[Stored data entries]
-------------------------
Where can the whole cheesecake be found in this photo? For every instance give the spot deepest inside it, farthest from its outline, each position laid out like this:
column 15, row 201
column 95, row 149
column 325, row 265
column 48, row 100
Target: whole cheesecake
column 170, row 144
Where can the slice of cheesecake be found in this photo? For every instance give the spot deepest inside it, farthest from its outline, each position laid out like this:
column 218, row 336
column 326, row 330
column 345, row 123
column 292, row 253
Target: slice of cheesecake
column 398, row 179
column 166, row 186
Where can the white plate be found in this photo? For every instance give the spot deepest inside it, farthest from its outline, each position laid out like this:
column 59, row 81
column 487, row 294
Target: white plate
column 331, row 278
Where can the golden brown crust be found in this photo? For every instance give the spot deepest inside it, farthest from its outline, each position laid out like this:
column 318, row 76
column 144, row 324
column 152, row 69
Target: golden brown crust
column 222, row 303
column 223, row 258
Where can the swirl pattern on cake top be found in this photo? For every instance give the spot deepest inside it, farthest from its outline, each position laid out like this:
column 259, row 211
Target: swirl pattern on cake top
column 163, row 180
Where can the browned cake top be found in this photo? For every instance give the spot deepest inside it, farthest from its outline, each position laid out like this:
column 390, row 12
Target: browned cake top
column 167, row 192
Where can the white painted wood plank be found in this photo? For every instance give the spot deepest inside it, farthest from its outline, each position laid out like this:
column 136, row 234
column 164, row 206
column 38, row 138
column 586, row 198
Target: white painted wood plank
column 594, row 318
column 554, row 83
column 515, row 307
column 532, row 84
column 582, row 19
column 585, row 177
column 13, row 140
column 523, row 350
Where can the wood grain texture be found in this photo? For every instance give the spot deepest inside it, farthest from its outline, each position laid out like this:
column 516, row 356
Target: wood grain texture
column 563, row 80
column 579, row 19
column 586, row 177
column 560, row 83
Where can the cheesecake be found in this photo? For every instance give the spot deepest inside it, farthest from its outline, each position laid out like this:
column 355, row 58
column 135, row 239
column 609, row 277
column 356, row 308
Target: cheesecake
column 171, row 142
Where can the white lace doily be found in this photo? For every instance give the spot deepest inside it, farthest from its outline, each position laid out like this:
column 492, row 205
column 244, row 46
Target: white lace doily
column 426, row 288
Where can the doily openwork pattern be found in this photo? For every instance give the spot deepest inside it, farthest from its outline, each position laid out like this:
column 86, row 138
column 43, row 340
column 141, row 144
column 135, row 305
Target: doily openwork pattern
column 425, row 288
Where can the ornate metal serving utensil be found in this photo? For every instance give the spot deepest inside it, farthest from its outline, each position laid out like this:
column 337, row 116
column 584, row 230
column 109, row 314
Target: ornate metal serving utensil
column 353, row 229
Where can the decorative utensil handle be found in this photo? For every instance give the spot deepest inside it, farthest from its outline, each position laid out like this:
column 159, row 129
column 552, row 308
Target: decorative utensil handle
-------------------------
## [STATED EXERCISE]
Return every one of the rows above verbatim, line for line.

## [EXERCISE SOLUTION]
Where can the whole cheesecake be found in this photo? For every instance give the spot deepest inside it, farthest from its outline, each position laid out like this:
column 15, row 201
column 95, row 149
column 325, row 265
column 48, row 100
Target: whole cheesecake
column 170, row 144
Where can the slice of cheesecake be found in this photo? For every instance give the spot deepest inside it, farthest from its outline, each position laid out like this:
column 218, row 336
column 326, row 330
column 345, row 123
column 292, row 253
Target: slice of cheesecake
column 398, row 179
column 166, row 186
Where can the white plate be found in this photo? For every instance give the spot deepest inside it, farthest from its outline, each position laid out like this:
column 59, row 81
column 487, row 294
Target: white plate
column 331, row 278
Where can the golden brown crust be found in this photo? For every instance give the spot deepest inside it, farthest from its outline, each position laid out like this:
column 318, row 76
column 144, row 324
column 152, row 69
Target: golden brown crust
column 222, row 303
column 223, row 258
Where can the swirl pattern on cake top be found in this photo? For every instance give the spot deepest inside it, farthest from its outline, each position laid out like this:
column 259, row 211
Target: swirl pattern on cake top
column 163, row 180
Where can the browned cake top be found in this photo? For every instance give the spot deepest inside it, farthest from its outline, each position laid out like this:
column 390, row 12
Target: browned cake top
column 167, row 192
Where can the white painted wood plank be found in this photo? For every instance give the spot deepest inside it, farthest from its outline, each position laid out like this:
column 136, row 234
column 164, row 206
column 38, row 138
column 586, row 198
Target: white painted wood plank
column 594, row 318
column 554, row 83
column 515, row 307
column 532, row 84
column 582, row 19
column 585, row 177
column 13, row 140
column 523, row 350
Where can the wood grain texture be found in this photo? For every instance give the spot deepest inside it, farthest from its outline, each position laid out like this:
column 516, row 356
Target: wood grain texture
column 563, row 80
column 579, row 19
column 586, row 177
column 560, row 83
Where can the cheesecake be found in this photo? For every instance give the spot deepest inside it, farthest from its outline, each position laid out like this:
column 355, row 58
column 135, row 239
column 609, row 277
column 356, row 308
Target: cheesecake
column 171, row 142
Where can the white lace doily be found in this photo? For every instance give the spot deepest inside it, farthest from its outline, each position laid out like this:
column 492, row 205
column 244, row 46
Target: white lace doily
column 426, row 288
Where can the doily openwork pattern be found in this photo? For every instance give the spot deepest inside it, farthest from its outline, each position laid out like this:
column 86, row 138
column 43, row 340
column 141, row 144
column 135, row 305
Target: doily openwork pattern
column 425, row 288
Where can the ornate metal serving utensil be found in this photo? For every instance give the spot deepest inside it, farthest from its outline, each position laid out like this:
column 337, row 116
column 584, row 230
column 109, row 314
Target: ornate metal serving utensil
column 353, row 229
Where can the decorative utensil handle be found in this photo? For every instance give the spot deepest inside it, farthest from its outline, each position laid out like this:
column 159, row 129
column 552, row 308
Target: decorative utensil handle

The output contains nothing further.